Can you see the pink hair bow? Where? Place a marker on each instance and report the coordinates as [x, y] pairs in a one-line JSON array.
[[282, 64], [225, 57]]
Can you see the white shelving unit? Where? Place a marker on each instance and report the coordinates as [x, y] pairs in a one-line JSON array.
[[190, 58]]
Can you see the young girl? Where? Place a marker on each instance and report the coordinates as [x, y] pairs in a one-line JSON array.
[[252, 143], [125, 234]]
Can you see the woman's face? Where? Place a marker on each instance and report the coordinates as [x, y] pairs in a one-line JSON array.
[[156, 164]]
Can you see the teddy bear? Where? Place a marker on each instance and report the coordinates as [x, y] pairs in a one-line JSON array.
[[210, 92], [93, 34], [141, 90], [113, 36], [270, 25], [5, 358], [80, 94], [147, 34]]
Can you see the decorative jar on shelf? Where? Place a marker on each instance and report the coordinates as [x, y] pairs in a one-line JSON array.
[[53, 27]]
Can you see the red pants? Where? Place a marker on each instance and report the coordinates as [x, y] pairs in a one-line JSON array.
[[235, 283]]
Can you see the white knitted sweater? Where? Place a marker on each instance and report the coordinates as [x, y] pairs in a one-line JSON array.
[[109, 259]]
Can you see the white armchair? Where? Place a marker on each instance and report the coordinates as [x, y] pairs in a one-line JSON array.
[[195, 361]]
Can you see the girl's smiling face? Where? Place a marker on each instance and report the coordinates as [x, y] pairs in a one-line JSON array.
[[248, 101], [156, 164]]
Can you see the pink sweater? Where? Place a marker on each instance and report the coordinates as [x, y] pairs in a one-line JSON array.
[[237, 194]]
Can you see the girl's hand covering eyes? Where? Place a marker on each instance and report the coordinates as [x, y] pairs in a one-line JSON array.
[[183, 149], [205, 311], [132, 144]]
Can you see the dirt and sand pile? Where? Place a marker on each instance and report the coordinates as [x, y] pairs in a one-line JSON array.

◆ **What you will do**
With nothing added or dropped, write out the listing again.

◆ **Answer space**
Can you see the pink hair bow? Where? Place a marker on each instance and report the coordinates as [x, y] pairs in a one-line JSON array.
[[282, 64], [225, 57]]
Can you see the white shelving unit? Where? Place a marker on each instance and report the coordinates as [x, y] pairs in a one-line JSON array.
[[190, 58]]
Can you see the young girl? Where? Place a marker on each instance and report the coordinates as [x, y] pairs in a one-line JSON array.
[[252, 143], [125, 234]]
Can you see the woman's face? Where? Place a marker on each instance and report the coordinates as [x, y] pairs in a one-line JSON array.
[[156, 164]]
Can you see the teddy bear? Where? Place a marker on each instance and report the coordinates as [x, y] pairs in a one-line JSON array.
[[210, 92], [93, 34], [141, 90], [113, 36], [270, 25], [5, 358], [80, 94], [147, 34]]
Can you see the decorative jar on shelf? Where? Place a marker on each instance and report the coordinates as [x, y] pairs in a one-line JSON array.
[[53, 27]]
Can you see the red pants? Where? Place a marker on each instance and report the coordinates as [x, y] pairs in a one-line JSON array.
[[235, 283]]
Can you see the white knitted sweater? Where? Place a marker on each instance and report the coordinates as [x, y] pairs in a one-line JSON array.
[[109, 259]]
Can you see the white armchair? Where? Place a marker on each instance and report the coordinates as [x, y] pairs in a one-line JSON array.
[[195, 361]]
Can you see the girl's smiling face? Where? Place a marker on each instance and report the coordinates as [x, y] pairs in a one-line JSON array.
[[248, 101], [156, 164]]
Can you see the pink sweater? Where? Place a marker on each instance and report the coordinates as [x, y] pairs in a one-line JSON array.
[[237, 194]]
Can you see the girl's hand covering eyes? Where? Place a marker on each instance and report the coordinates as [x, y] pairs in a one-line JSON array.
[[183, 149], [205, 311], [132, 144]]
Can you see the dirt and sand pile? Where? Place a marker on each instance and report the coordinates as [x, y] pairs in a one-line JSON array.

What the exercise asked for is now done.